# EXCERPTED PASSAGE:
****

Summary and Analysis Preface

 

Summary

A preface generally provides a short introduction to a book, and it's usually written by the author. The Preface to Steppenwolf does this and much more. It's more accurate to say that the Preface is the key to understanding the text. Hesse provided a short introductory note to the text in 1961, in which he states that "of all my books Steppenwolf is the one that was more often and more violently misunderstood than any other." Hesse does not serve as narrator within the Preface; instead, the nephew provides readers with their first glimpse at the book and its plan.

The narrator first meets Harry Haller when he arrives at his aunt's house to secure lodging. The narrator immediately dislikes Haller due to his appearance and his strange behavior when entering the house. He strikes the nephew as shy, unsociable, intelligent, sickly, disturbing, and slightly snobbish. The narrator admits, "I often dream of him at night, and the mere existence of such a man, much as I got to like him, has had a thoroughly disturbing and disquieting effect on me."

The nephew's opinion changes as he gets to know Haller, both directly, through conversation and observation, and indirectly through surreptitious means such as snooping through his room. During their first conversation, Haller refers to himself as "a shabby old Steppenwolf," and the nephew is unable to disassociate Haller from that title from that moment on. In fact, the introduction of this label is paramount to understanding the remainder of the Preface, as well as the remainder of the text. The nephew discovers that Steppenwolf is a man divided by his fascination with bourgeois society and his inability to live in it.

Steppenwolf leaves behind a personal manuscript and directs the nephew to do whatever he wants with it; the book is the result. The nephew believes most of the events Haller describes are fictional, but not happenstance. Instead, he describes them as "the deeply lived spiritual events which he [Haller] has attempted to express by giving them the form of tangible experience."

Analysis

The Preface is critical for two reasons. First, it introduces readers to the structure of the novel. This is a manuscript written and left behind by a disturbed individual. The nephew warns readers that the novel consists of Harry Haller's written records, and this prepares readers for the disjointed and timeless nature of the work. The story does not possess a sustained narrative with a standard linear plot. Nor does the story consist of plot elements in traditional order: explication, rising action, climax, falling action, and resolution. Instead, readers are left to wonder when the events occur and how much time passes during the events described. In addition, readers are left questioning the validity of the manuscript due to the nephew's own disclaimer that they are only "partly diseased, partly beautiful, and thoughtful fantasies."

The Preface is also important because it provides readers with the only third-person view of Harry Haller outside of the text. The records are written in first person, with Haller serving as narrator. The Treatise on Steppenwolf does shift into third person; however, because the treatise exists within the records, it is inevitably filtered through Haller. The Preface on the other hand, presents readers with the nephew's view of Haller, which is important because Haller continually separates himself and describes himself as a social outcast. It is only through the nephew's observations that this can be verified.

Glossary

sensibility the capacity for being affected emotionally or intellectually, whether pleasantly or unpleasantly; receptiveness to impression.

superficial of or being on the surface.

espionage the act of spying.

bourgeois a person whose beliefs, attitudes, and practices are conventionally middle-class.

mediocrity mediocre ability or attainment.

arbitrary based on one's preference, notion, or whim; capricious.

Araucarias any of a genus (Araucaria) of the araucaria family of cone-bearing trees with flat, scalelike needles, native to the Southern Hemisphere and grown as ornamentals in other areas; especially, the monkey puzzle tree and the Norfolk Island pine.

acquiescence agreement or consent without protest.

****

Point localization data
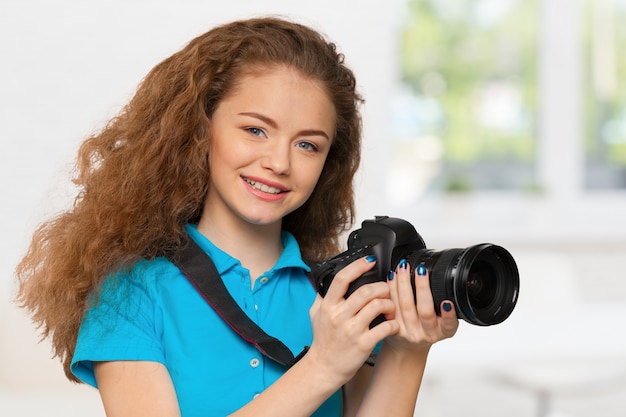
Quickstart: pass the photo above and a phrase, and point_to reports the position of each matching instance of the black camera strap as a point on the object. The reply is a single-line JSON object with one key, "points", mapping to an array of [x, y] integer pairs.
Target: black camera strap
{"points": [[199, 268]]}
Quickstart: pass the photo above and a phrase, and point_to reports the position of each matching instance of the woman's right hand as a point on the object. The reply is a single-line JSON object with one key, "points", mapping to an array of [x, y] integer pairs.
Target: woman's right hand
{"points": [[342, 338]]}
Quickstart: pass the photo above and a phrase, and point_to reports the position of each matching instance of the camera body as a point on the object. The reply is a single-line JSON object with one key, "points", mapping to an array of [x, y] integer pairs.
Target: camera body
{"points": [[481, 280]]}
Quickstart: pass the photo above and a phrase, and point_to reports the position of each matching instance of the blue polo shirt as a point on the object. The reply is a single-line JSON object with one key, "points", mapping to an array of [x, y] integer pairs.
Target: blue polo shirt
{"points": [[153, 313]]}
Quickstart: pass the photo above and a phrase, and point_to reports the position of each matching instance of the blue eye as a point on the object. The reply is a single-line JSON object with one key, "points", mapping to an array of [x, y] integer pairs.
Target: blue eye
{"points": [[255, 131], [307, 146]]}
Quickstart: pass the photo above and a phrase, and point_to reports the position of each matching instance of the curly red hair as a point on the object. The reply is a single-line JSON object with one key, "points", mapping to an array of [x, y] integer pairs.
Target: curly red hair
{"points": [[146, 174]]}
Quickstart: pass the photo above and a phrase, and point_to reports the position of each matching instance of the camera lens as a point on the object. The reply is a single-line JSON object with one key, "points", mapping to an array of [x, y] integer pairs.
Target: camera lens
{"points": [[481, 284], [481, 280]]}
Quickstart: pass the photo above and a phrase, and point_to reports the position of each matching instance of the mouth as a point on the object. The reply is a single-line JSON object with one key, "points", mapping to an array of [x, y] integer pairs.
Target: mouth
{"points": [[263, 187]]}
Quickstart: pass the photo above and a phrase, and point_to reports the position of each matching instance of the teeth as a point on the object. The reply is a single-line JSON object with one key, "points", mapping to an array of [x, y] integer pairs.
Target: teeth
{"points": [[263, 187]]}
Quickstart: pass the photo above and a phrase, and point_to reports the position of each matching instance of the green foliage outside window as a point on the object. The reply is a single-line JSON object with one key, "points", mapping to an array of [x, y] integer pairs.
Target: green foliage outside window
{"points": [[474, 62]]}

****

# EXERCISE OBJECTIVE:
In the study guide on the Steppenwolf preface, copy the passage word for word, beginning at the words "espionage the act" and stopping after the words "consent without protest.". The items stand apart from the study guide text and are not connected to it.

# TASK ANSWER:
espionage the act of spying.

bourgeois a person whose beliefs, attitudes, and practices are conventionally middle-class.

mediocrity mediocre ability or attainment.

arbitrary based on one's preference, notion, or whim; capricious.

Araucarias any of a genus (Araucaria) of the araucaria family of cone-bearing trees with flat, scalelike needles, native to the Southern Hemisphere and grown as ornamentals in other areas; especially, the monkey puzzle tree and the Norfolk Island pine.

acquiescence agreement or consent without protest.